Excerpts from a dataset:
◆ ◆ ◆

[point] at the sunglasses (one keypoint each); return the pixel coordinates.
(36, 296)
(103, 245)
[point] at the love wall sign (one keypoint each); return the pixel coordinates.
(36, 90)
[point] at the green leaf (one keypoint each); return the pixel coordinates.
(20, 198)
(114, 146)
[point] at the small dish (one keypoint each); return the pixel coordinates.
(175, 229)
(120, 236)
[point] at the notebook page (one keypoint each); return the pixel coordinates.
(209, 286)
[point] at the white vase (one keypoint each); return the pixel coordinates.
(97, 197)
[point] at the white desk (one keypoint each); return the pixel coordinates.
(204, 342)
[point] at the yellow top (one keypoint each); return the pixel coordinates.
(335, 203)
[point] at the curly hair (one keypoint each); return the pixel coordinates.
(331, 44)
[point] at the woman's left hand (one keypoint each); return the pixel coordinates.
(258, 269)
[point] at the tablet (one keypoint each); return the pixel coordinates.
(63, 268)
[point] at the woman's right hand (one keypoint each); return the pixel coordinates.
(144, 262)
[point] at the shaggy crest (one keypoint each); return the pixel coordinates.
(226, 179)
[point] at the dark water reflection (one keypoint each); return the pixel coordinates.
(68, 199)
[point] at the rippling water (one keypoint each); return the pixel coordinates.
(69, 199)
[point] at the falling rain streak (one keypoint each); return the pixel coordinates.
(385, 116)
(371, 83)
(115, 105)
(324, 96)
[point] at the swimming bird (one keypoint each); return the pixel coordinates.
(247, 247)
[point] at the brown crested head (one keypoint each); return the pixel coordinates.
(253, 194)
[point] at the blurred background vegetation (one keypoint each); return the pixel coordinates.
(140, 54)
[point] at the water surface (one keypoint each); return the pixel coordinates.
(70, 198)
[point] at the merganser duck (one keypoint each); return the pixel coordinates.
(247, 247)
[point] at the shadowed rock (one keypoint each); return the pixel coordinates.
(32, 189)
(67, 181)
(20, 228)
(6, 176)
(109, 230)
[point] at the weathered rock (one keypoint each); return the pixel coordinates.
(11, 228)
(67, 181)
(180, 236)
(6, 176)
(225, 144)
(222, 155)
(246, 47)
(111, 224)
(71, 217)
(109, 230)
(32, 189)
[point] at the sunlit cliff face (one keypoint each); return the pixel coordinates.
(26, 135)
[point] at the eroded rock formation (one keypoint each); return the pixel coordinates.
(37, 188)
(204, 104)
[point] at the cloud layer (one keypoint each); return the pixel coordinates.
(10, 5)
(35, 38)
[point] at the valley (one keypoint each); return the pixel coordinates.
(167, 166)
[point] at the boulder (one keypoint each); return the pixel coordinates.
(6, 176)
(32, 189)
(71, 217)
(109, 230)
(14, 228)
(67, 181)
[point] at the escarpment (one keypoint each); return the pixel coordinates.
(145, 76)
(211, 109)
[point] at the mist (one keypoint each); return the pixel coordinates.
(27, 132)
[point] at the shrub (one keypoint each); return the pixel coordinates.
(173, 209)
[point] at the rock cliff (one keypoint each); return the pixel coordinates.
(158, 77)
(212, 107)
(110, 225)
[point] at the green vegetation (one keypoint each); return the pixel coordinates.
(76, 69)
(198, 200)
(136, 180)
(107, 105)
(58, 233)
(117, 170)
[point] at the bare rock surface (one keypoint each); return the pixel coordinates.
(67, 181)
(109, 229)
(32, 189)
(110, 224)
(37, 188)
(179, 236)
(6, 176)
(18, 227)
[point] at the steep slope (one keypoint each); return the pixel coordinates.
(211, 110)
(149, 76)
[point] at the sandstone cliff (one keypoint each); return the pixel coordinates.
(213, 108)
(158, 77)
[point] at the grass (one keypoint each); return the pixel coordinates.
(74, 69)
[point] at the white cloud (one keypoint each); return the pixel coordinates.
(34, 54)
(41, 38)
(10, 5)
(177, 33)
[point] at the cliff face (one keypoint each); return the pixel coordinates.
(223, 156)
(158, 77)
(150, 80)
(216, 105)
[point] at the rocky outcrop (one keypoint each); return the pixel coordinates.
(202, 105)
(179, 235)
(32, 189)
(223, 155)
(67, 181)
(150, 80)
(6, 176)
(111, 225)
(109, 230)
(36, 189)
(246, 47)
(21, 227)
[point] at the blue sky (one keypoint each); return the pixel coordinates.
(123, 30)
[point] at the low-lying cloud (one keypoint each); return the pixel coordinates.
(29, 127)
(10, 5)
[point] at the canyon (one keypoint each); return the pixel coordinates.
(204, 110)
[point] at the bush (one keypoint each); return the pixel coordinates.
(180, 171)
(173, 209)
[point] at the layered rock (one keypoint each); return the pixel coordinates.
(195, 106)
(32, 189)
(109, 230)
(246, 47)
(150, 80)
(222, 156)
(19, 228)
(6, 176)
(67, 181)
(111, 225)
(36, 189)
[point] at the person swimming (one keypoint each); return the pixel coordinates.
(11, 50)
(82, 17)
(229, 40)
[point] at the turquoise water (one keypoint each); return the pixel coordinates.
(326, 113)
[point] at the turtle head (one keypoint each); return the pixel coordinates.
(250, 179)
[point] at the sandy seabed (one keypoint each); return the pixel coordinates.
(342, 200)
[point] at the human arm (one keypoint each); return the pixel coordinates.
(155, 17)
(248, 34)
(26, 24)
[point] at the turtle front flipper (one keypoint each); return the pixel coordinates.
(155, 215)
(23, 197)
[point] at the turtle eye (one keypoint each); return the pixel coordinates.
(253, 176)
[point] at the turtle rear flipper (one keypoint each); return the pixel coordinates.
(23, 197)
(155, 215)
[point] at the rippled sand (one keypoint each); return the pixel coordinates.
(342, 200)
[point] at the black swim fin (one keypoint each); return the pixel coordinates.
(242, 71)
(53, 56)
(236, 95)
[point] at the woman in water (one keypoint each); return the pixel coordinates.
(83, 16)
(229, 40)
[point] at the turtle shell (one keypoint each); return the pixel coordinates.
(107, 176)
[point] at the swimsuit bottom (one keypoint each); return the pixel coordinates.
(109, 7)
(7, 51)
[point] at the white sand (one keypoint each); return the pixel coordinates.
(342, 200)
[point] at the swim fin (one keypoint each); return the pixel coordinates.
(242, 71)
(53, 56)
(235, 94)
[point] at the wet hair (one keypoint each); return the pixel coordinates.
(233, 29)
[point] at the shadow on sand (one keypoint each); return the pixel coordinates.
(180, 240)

◆ ◆ ◆

*Instructions for the task*
An exact transcription of the data above is required.

*Exercise result*
[point] at the sunglasses (one keypoint each); return the pixel coordinates.
(36, 296)
(103, 245)
[point] at the love wall sign (one keypoint each); return the pixel coordinates.
(36, 90)
[point] at the green leaf (one keypoint each); return the pixel coordinates.
(20, 198)
(114, 146)
[point] at the small dish (one keypoint each); return the pixel coordinates.
(175, 229)
(120, 236)
[point] at the notebook page (one keypoint each); return the pixel coordinates.
(209, 286)
[point] at the white vase (one keypoint each); return the pixel coordinates.
(97, 197)
[point] at the white desk (one keypoint each); return the pixel coordinates.
(204, 342)
[point] at the yellow top (one keypoint each); return the pixel coordinates.
(335, 203)
[point] at the curly hair (one keypoint each); return the pixel coordinates.
(331, 44)
[point] at the woman's left hand (one keypoint each); return the pixel coordinates.
(258, 269)
[point] at the tablet (one keypoint each); return the pixel coordinates.
(63, 268)
[point] at the woman's right hand (one keypoint each); return the pixel coordinates.
(144, 262)
[point] at the shaggy crest (one keypoint each); return the pixel coordinates.
(226, 179)
[point] at the dark water reflection (one keypoint each); return the pixel coordinates.
(68, 199)
[point] at the rippling water (one keypoint each); return the pixel coordinates.
(69, 199)
[point] at the falling rain streak (one keypoint each); return the pixel coordinates.
(385, 116)
(371, 83)
(115, 105)
(324, 96)
[point] at the swimming bird (one keypoint each); return the pixel coordinates.
(247, 247)
[point] at the brown crested head (one keypoint each); return the pixel coordinates.
(253, 194)
[point] at the blurred background vegetation (one keypoint each); return the pixel coordinates.
(140, 54)
[point] at the water surface (one keypoint each); return the pixel coordinates.
(70, 198)
[point] at the merganser duck (one keypoint each); return the pixel coordinates.
(247, 247)
[point] at the shadowed rock (one keypoint each); return the pixel coordinates.
(32, 189)
(67, 181)
(20, 228)
(6, 176)
(109, 230)
[point] at the weathered rock (one keypoint each); return the pixel coordinates.
(11, 228)
(67, 181)
(180, 236)
(6, 176)
(225, 144)
(222, 155)
(246, 47)
(111, 224)
(71, 217)
(109, 230)
(32, 189)
[point] at the sunlit cliff face (one keypoint each); return the pixel coordinates.
(26, 135)
[point] at the eroded rock formation (one keypoint each); return the pixel coordinates.
(37, 188)
(204, 104)
[point] at the cloud layer (one keypoint each); return the pixel coordinates.
(10, 5)
(35, 38)
[point] at the valley (one keypoint each); return the pixel coordinates.
(167, 166)
[point] at the boulder (one keypoint each); return the pixel coordinates.
(6, 176)
(32, 189)
(71, 217)
(109, 230)
(14, 228)
(67, 181)
[point] at the escarpment (one keypoint each); return the pixel coordinates.
(145, 76)
(211, 109)
[point] at the mist (one keypoint each); return the pixel coordinates.
(27, 132)
[point] at the shrub (one keypoint each); return the pixel coordinates.
(173, 209)
[point] at the rock cliff (one keypoint each); return the pixel coordinates.
(158, 77)
(212, 107)
(110, 225)
[point] at the green vegetation (one keypoint each); return the pixel coordinates.
(76, 69)
(198, 200)
(136, 180)
(107, 105)
(58, 233)
(117, 170)
[point] at the bare rock surface (one keypoint each); return the pixel coordinates.
(67, 181)
(109, 229)
(32, 189)
(110, 224)
(37, 188)
(179, 236)
(6, 176)
(18, 227)
[point] at the steep slope (one keypoint each); return the pixel coordinates.
(211, 110)
(149, 76)
[point] at the sandstone cliff (one keypoint each); return the pixel coordinates.
(213, 108)
(158, 77)
[point] at the grass (one keypoint each); return the pixel coordinates.
(74, 69)
[point] at the white cloud (one keypoint each); return the pixel coordinates.
(34, 54)
(41, 38)
(10, 5)
(177, 33)
[point] at the cliff face (one keypoint each); return the pixel coordinates.
(223, 156)
(158, 77)
(150, 80)
(216, 105)
[point] at the rocky outcrop (one keypoint each); return the pixel coordinates.
(202, 105)
(179, 235)
(32, 189)
(223, 155)
(67, 181)
(150, 80)
(6, 176)
(111, 225)
(109, 230)
(36, 189)
(246, 47)
(21, 227)
[point] at the blue sky (one keypoint each); return the pixel coordinates.
(123, 30)
[point] at the low-lying cloud (one keypoint each); return the pixel coordinates.
(29, 127)
(10, 5)
[point] at the canyon (one keypoint each); return the pixel coordinates.
(204, 110)
[point] at the bush (one keypoint each); return the pixel coordinates.
(180, 171)
(173, 209)
[point] at the layered rock (one keypoint each); return the pixel coordinates.
(195, 106)
(32, 189)
(109, 230)
(246, 47)
(150, 80)
(222, 156)
(19, 228)
(6, 176)
(67, 181)
(111, 225)
(36, 189)
[point] at the person swimming (one keypoint each); return the pixel coordinates.
(11, 50)
(82, 17)
(229, 40)
[point] at the turquoise water (one keypoint each); return the pixel coordinates.
(326, 113)
[point] at the turtle head (one keypoint each); return the pixel coordinates.
(250, 179)
[point] at the sandy seabed (one keypoint each); return the pixel coordinates.
(342, 200)
[point] at the human arm (one keypoint each); return the pixel coordinates.
(155, 17)
(248, 34)
(26, 24)
[point] at the turtle front flipper (one keypoint each); return the pixel coordinates.
(155, 215)
(23, 197)
[point] at the turtle eye (one keypoint each); return the pixel coordinates.
(253, 176)
[point] at the turtle rear flipper (one keypoint each); return the pixel coordinates.
(23, 197)
(155, 215)
[point] at the rippled sand (one keypoint each); return the pixel coordinates.
(342, 200)
[point] at the black swim fin (one keypoint each); return the pixel coordinates.
(242, 71)
(53, 56)
(236, 95)
[point] at the woman in water (one keypoint each); return the pixel coordinates.
(83, 16)
(229, 40)
[point] at the turtle shell (one keypoint each); return the pixel coordinates.
(107, 176)
[point] at the swimsuit bottom (one keypoint each); return the pixel coordinates.
(109, 7)
(7, 51)
[point] at the white sand (one keypoint each); return the pixel coordinates.
(342, 200)
[point] at the swim fin (one keypoint each); return the pixel coordinates.
(242, 71)
(53, 56)
(235, 94)
[point] at the wet hair (one keypoint each); return the pixel coordinates.
(233, 29)
[point] at the shadow on sand (one keypoint each); return the pixel coordinates.
(180, 240)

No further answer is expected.